* **WHAT IS ASKED**:
Pull out each line of the data that contains the word "tractor" and copy it.

* **DATA FOR THE TASK**:
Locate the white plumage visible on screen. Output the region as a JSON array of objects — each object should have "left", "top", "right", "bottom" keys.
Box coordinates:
...
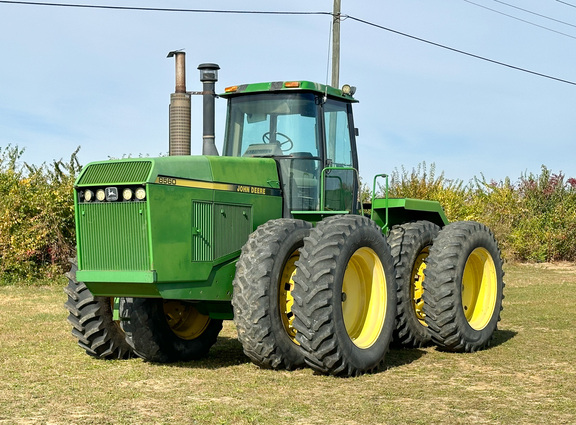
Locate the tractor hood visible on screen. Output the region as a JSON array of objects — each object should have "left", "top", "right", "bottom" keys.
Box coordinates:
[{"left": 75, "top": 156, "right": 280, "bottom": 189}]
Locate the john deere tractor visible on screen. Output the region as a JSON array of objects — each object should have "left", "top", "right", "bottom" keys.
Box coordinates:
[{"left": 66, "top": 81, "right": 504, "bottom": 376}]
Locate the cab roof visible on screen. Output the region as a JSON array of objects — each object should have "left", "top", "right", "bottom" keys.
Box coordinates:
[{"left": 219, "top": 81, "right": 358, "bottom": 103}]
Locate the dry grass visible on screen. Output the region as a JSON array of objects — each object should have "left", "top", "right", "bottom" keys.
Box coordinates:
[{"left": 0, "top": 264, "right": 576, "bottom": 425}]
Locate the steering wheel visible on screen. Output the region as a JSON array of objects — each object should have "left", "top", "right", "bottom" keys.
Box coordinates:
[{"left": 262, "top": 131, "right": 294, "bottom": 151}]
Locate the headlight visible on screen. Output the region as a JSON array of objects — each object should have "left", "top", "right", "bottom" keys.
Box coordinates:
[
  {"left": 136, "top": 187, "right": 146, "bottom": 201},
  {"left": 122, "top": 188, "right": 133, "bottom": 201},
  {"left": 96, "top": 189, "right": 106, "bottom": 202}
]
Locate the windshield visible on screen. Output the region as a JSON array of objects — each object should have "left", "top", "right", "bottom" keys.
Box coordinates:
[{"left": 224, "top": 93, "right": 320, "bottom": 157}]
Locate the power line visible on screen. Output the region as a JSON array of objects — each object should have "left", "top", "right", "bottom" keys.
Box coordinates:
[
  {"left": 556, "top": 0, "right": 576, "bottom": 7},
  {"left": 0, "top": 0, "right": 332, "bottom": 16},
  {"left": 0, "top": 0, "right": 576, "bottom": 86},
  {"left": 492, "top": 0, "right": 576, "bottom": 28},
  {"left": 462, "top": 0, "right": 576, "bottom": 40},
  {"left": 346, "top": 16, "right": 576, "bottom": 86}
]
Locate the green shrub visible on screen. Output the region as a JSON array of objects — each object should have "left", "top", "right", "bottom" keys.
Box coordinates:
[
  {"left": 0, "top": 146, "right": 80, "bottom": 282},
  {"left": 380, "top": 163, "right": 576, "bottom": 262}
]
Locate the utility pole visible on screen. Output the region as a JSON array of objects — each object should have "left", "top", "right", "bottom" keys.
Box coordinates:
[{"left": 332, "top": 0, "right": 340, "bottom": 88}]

* **ANSWER TO THIS TASK**:
Locate the tractor hood visible on screen. Output the region as a JSON array of objects — each object should have "left", "top", "right", "bottom" keys.
Locate the john deere tractor visible on screen. Output the region as a JSON array of objects — each object should have "left", "top", "right", "bottom" keys.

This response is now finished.